* _Fragmento del texto_
¿Quién tuvo la culpa? En Itagüí fue Muñoz, en Caldas Valeria, a veces en Bello es García. Esta semana la culpable fue La Presidenta. No en Argentina, en Medellín. Y no querido lector, no crea que hemos llegado al punto de hablar de las responsabilidades personales, públicas y privadas, de los males que nos ocurren con frecuencia. No. Son nombres propios de algunas quebradas famosas del valle de Aburrá.
Pero las quebradas no tienen la culpa, ni los ríos, ni las montañas, pues no son agentes autónomos dotados de conciencia o voluntad y, por tanto, tampoco sujetos de ninguna responsabilidad. Muchas veces, la naturaleza se manifiesta expresando sus propios procesos. Pero los casos de los desbordamientos de las quebradas en nuestra región, básicamente se deben a la intervención del factor humano y a la falta de intervención del Estado.
Lo que está pasando en Colombia con los desastres urbanos –y muchos rurales– es fruto de una cadena de delegaciones, negligencias y temeridades de diferentes agentes sociales. En primer lugar –como es característico del Estado colombiano en varios ámbitos– se diagnosticó la incapacidad de las unidades de planeación de los municipios para gestionar el desarrollo urbanístico y se creó un ente privado llamado las curadurías a las que se les asignó esa responsabilidad.
En segundo lugar, teniendo las curadurías toda la potestad para otorgar licencias de construcción se les dejó sin un control efectivo por parte del Estado que permita orientar, vigilar y sancionar las actuaciones de los curadores. Por el contrario, se creó un sistema de remuneraciones (expensas) que es un contrasentido porque estimula la aprobación de licencias y, en sentido contrario, desestimula los controles y las restricciones que debe tener un proyecto de construcción.

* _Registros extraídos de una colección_
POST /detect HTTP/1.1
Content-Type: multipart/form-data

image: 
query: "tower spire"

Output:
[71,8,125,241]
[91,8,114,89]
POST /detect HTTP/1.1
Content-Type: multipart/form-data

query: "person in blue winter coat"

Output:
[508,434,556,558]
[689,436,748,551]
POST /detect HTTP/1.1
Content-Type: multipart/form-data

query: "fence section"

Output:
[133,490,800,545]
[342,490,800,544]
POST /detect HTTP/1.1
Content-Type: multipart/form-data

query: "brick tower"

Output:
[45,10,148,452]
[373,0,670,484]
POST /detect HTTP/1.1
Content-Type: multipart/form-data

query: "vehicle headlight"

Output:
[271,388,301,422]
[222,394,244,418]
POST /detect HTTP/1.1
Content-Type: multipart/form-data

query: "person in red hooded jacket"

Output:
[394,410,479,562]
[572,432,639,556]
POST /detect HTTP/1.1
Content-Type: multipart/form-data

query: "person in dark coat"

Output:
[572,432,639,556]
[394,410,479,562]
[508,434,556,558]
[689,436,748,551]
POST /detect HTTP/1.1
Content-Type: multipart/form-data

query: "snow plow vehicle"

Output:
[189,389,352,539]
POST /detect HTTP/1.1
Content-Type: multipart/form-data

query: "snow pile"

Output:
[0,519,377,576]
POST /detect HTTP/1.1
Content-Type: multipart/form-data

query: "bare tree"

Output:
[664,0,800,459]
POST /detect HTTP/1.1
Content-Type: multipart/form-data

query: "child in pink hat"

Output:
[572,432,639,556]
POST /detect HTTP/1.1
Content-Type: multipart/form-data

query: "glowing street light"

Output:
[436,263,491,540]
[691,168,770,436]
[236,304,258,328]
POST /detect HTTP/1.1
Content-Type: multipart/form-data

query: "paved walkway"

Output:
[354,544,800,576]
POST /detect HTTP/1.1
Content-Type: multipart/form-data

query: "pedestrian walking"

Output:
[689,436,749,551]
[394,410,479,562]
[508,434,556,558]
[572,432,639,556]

* _Tareas del ejercicio_
a) Enumere los nombres propios de quebradas del valle de Aburrá que menciona el texto sobre los desbordamientos de quebradas, junto con el lugar al que el texto asocia cada una.
b) Transcriba del texto sobre los desbordamientos de quebradas el fragmento que comienza con "Pero las quebradas" y continúa hasta "intervención del Estado.".

* _Respuestas escritas_
a)
- Muñoz (Itagüí)
- Valeria (Caldas)
- García (Bello)
- La Presidenta (Medellín)

b)
Pero las quebradas no tienen la culpa, ni los ríos, ni las montañas, pues no son agentes autónomos dotados de conciencia o voluntad y, por tanto, tampoco sujetos de ninguna responsabilidad. Muchas veces, la naturaleza se manifiesta expresando sus propios procesos. Pero los casos de los desbordamientos de las quebradas en nuestra región, básicamente se deben a la intervención del factor humano y a la falta de intervención del Estado.